--- BEGIN Text extract ---
Application Number: 12/273,582

Abstract

A method including determining a set of clusters of person records from a data source that includes the person records, where the person records include attributes and person identifiers that correspond to the attributes; determining memberships of the person records to the clusters based on a correlation of the attributes across the person records; searching the person identifiers of the person records in the memberships for matches to existing person identifiers in a distribution list; and for the memberships that include person identifiers that are matches to the existing person identifiers, suggesting other person identifiers from these memberships to be added to the existing person identifiers in the distribution list to extend the distribution list.

Description

Description

BACKGROUND

This invention relates generally to distribution lists, and particularly to extending distribution lists.

Distribution lists are used in various applications, such as electronic messaging (e.g., email, chat, texting, etc.), scheduling (e.g., for meetings, conferences, etc.), collaboration (e.g., team spaces), etc., to provide a list of recipients, participants, or other common members. Distribution lists may be predetermined or created at the moment (e.g., by entering names in a recipient field), but in either case, there may be a desire to add additional members to the list. For example, an employee may need to distribute an email seeking assistance in a particular area of expertise. Usually, the employee can rely on limited sources to obtain an effective distribution list, such as the employee's knowledge or past experience of other employees with such expertise, one or more predetermined distribution lists (which are often old or insufficient), or employee databases or catalogs (which may also be old or insufficient and can be time-consuming to search). Thus, it would be desirable to the employee to be able to efficiently extend the distribution list.

BRIEF SUMMARY

Extending distribution lists is provided. An exemplary method embodiment includes determining a set of clusters of person records from a data source that includes the person records, where the person records include attributes and person identifiers that correspond to the attributes; determining memberships of the person records to the clusters based on a correlation of the attributes across the person records; searching the person identifiers of the person records in the memberships for matches to existing person identifiers in a distribution list; and for the memberships that include person identifiers that are matches to the existing person identifiers, suggesting other person identifiers from these memberships to be added to the existing person identifiers in the distribution list to extend the distribution list.

Additional features and advantages are realized through the techniques of the present invention. Other embodiments and aspects of the invention are described in detail herein and are considered a part of the claimed invention. For a better understanding of the invention with advantages and features, refer to the description and to the drawings.

BRIEF DESCRIPTION OF THE SEVERAL VIEWS OF THE DRAWINGS

The subject matter that is regarded as the invention is particularly pointed out and distinctly claimed in the claims at the conclusion of the specification. The foregoing and other objects, features, and advantages of the invention are apparent from the following detailed description taken in conjunction with the accompanying drawings in which:

FIG. 1 is a block diagram illustrating an example of a computer system including an exemplary computing device configured to extend distribution lists.

FIG. 2 is a block diagram illustrating an example of extending a distribution list, as performed, for example, by the exemplary computing device of FIG. 1.
--- END Text extract ---
▸ Stated problem 1
Reproduce the patent text on distribution lists between "Additional features and" and "to the drawings.", inclusive.
▸ Stated problem 2
In the patent text on distribution lists, what does FIG. 1 show?
▸ Stated problem 3
Write the next part of the patent text on distribution lists, starting after its final sentence.
--- BEGIN Data records ---
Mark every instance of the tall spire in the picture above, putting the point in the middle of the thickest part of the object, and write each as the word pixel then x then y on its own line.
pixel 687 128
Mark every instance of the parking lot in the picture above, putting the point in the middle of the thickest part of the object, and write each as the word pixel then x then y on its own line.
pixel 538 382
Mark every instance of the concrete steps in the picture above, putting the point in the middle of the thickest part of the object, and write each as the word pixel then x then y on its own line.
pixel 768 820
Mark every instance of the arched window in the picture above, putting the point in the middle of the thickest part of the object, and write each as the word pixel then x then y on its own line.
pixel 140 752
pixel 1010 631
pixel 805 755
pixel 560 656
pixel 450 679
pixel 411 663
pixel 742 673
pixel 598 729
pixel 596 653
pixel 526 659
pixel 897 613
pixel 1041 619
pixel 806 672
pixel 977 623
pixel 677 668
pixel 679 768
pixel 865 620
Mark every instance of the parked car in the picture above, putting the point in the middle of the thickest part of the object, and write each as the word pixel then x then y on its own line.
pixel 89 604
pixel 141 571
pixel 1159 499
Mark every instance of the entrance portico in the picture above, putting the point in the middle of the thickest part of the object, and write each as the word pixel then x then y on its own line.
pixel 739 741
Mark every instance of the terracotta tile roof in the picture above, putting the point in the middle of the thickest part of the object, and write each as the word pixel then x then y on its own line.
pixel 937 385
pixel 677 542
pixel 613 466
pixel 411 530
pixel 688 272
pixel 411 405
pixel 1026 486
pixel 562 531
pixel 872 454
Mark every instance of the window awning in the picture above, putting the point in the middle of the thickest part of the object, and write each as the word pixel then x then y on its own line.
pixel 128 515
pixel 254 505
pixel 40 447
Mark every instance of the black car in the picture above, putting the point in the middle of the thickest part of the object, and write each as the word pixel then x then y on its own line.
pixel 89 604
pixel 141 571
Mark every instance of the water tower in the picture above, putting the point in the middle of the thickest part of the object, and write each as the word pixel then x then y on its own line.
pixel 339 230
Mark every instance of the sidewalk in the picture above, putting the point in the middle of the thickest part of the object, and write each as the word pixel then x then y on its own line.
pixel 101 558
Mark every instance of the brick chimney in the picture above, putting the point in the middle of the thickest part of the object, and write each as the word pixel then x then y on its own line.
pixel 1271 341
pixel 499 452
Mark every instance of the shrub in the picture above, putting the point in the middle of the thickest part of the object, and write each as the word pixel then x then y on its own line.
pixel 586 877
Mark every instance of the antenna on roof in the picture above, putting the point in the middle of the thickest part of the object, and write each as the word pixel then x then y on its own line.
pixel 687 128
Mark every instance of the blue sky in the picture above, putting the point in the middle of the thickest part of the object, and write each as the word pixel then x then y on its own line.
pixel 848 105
--- END Data records ---
▸ Final result 1
Additional features and advantages are realized through the techniques of the present invention. Other embodiments and aspects of the invention are described in detail herein and are considered a part of the claimed invention. For a better understanding of the invention with advantages and features, refer to the description and to the drawings.

▸ Final result 2
A block diagram of a computer system including an exemplary computing device configured to extend distribution lists.

▸ Final result 3
FIG. 3 is a flow diagram illustrating an example of a method to extend distribution lists, which is executable, for example, on the exemplary computing device of FIG. 1.

The detailed description explains the preferred embodiments of the invention, together with advantages and features, by way of example with reference to the drawings.

DETAILED DESCRIPTION

According to exemplary embodiments of the invention described herein, extending distribution lists is provided. In accordance with such exemplary embodiments, distribution lists for applications such as electronic messaging, scheduling, or collaboration are extended (or augmented) by calculating common attributes (such as expertise, background, skills, etc.) among existing members of a distribution list and suggesting additional members for the distribution list who have similar combinations of attributes.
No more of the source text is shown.